* Passage to read:
■ ■ ■

Thank you for your response, Pengji.
On Sat, Sep 21, 2024 at 08:25:10AM +0800, Pengji Zhang wrote:
Hi Frederick,
Frederick Eaton <frede...@ofb.net> writes:
I am trying to figure out how to adapt a script I wrote for
filtering messages, to apply notmuch tags to each message. A
difficulty is that the messages are already in the Notmuch database,
because another tool has delivered them to a maildir and run
"notmuch new".
Now, Notmuch can provide me with the paths of all the new
(unfiltered) messages, which I can give to my script. The question I
have is, once the filter is done, how can the script tell Notmuch
which message to apply the tags to?
I am not sure if I understand you correctly. If the problem here is to
distinguish existing messages and new messages, would the config
option 'new.tags' work? For example, use
notmuch config set new.tags new
to give all new messages a 'new' tag.
No, I already have that configuration. The first sentence described what I
already know how to do, the second sentence is what I'm trying to do.
Suppose the filter script reads a message from a particular file and decides
that it is spam. How does the filter tell Notmuch that the message
corresponding to that file is spam? You seem to be saying below that the filter
script should extract the Message-ID and use it to identify the message to
Notmuch, since file paths of the messages are not indexed. Probably what my
script should be doing for each message is appending a line to a batch file
like this:
+spam -new -- id:some_message_id@foo
+inbox -new -- id:some_other@baz
and then passing the batch file to "notmuch tag"?
I've tentatively concluded that the best way to locate each message
in the Notmuch database is to extract the Message-ID and search for
it with "id:"? But the FAQ says that multiple messages can have the
same Message-ID (and some spam messages don't have one at all).
IIRC, in the Notmuch database tags are associated with message IDs, so
you probably do not need to worry about this.
This time, I'm not sure I understand.
If I could access the message using the filename that the script is
processing, it would seem slightly more reliable. It seems like
there should be some way to allow a Notmuch database entry to be
accessed directly by filename, without even creating a Notmuch-style
search query containing that filename, but rather by passing the
filename as a command-line argument to "notmuch". It would be nice
not to have to worry about quoting and unquoting.
I am not sure if this is useful, given that (presumably) Notmuch uses
message IDs as keys. Besides, those filenames are usually generated
automatically and quite cryptic.
It might be useful for the reasons I stated, namely in case the Message-ID does
not exist or is not unique.
When I try to search for a message using "path:", nothing seems to
work.
[...]
There were no results for any of the "path:" searches, although the
"id:" search worked. I am using version 0.32.2 and can update if
this may be related to a bug that was fixed in the past few years.

■ ■ ■

[Records from a point-labeling set]
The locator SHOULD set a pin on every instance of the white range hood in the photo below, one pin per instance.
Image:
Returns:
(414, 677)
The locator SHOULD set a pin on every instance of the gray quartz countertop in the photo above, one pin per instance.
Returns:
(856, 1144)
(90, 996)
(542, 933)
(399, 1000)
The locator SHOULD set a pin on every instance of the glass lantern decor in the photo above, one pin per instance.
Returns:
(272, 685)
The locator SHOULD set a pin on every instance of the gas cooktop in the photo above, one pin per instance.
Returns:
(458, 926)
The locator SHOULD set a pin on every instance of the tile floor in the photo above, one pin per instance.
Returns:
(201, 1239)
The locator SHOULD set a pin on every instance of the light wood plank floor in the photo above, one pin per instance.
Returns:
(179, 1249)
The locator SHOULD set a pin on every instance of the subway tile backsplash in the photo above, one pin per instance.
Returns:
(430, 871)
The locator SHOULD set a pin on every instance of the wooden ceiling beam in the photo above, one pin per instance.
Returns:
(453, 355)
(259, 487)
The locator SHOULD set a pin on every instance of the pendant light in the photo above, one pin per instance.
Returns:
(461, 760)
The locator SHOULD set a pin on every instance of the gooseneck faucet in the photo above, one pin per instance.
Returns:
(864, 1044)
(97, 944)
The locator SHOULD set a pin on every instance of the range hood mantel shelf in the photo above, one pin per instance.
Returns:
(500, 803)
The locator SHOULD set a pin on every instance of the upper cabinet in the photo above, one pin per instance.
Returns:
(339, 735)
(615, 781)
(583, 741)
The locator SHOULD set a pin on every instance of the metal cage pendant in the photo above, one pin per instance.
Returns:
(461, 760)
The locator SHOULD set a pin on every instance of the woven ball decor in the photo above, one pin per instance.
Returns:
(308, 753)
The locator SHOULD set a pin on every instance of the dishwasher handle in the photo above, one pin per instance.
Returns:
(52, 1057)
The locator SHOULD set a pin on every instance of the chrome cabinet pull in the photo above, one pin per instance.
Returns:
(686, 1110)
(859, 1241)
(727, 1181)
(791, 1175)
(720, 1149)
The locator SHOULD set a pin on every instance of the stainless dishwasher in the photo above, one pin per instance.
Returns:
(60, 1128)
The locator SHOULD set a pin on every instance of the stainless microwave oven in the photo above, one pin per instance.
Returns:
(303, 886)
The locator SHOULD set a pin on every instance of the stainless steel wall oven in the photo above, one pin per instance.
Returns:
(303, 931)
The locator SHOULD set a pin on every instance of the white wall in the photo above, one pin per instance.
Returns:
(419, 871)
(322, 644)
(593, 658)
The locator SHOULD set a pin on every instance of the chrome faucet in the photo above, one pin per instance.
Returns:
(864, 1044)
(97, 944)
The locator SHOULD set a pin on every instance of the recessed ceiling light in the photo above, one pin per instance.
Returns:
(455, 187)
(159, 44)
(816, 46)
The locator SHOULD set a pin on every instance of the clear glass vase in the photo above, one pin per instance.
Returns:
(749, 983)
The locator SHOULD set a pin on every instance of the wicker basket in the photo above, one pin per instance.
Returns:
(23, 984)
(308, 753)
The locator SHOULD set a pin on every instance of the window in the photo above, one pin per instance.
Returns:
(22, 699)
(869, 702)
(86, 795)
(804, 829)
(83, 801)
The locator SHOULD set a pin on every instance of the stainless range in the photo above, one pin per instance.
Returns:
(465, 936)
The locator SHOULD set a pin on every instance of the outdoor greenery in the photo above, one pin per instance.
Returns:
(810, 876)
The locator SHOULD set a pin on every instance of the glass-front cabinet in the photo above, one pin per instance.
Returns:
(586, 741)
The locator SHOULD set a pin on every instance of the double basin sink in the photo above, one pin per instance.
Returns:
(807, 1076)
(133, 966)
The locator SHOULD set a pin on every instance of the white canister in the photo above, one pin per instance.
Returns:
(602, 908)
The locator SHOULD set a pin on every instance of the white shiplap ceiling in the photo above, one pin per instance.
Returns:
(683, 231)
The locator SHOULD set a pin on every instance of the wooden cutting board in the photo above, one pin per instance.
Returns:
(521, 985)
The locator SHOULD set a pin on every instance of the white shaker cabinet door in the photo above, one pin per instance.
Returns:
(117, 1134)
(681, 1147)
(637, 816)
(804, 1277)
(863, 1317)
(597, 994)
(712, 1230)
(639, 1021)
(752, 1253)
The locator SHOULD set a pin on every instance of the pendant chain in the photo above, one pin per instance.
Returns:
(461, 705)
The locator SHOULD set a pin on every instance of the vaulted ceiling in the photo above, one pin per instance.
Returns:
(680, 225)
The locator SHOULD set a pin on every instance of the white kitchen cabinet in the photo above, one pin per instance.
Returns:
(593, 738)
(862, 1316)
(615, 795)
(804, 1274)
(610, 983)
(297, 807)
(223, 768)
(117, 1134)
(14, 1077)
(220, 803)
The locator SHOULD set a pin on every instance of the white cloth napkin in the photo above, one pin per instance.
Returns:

■ ■ ■

* Goal: Please continue the mailing-list thread about tagging filtered messages in Notmuch, starting after its last sentence.

* Result:
I have never used 0.32.2 so I am not sure if there are any
differences, but for version 0.38.3, the prefix "path:" is used to
search for messages in some *directory*, and the query should be
*relative* to the maildir.
I highly recommend the manual page 'notmuch-search-terms(7)' and also
other pages if you have time. They are informative and well written,
and very helpful for writing message processing scripts.
Thank you for interpreting that section for me. The manual pages may be
informative and well written, but if my opinion matters, then I think that they
could be made slightly clearer than they are. For example, explaining directly
to the user that there is no index of path names would help clarify what can be
done with the software. Also, a short example of using Notmuch in a filter
script would be useful in one of the manual pages, particularly illustrating
the case where the programmer wants to re-tag a message that is provided as a
file or on stdin.
My copy of the notmuch-search-terms manual page says:
path:<directory-path> or path:<directory-path>/** or path:/<regex>/
The path: prefix searches for email messages that are in partic-
ular directories within the mail store. The directory must be
specified relative to the top-level maildir (and without the
leading slash). ...
I see now that this text is only suggesting that Notmuch supports searches for directory names, but on first read it wasn't really clear to me whether
"directory-path" means a "path to a directory" or a "file path consisting of directories followed by a filename", particularly as there
is no obvious reason for Notmuch not to index filenames. I think "path:<directory>" would be clearer, and saying "The path: prefix matches email
messages that are stored in a specified directory on the filesystem, which must be specified relative to the top-level maildir, and here is how to find out what the
'top-level maildir' is when you have for example $HOME/mail/notmuch/ configured as your database path in ~/.notmuch-config ...". Even clearer would be to
explain why the "path:" search prefix only accepts directories, point out that it should be called "dir:" instead of "path:", and warn
the user that the search will be inefficient because there is no index of filenames.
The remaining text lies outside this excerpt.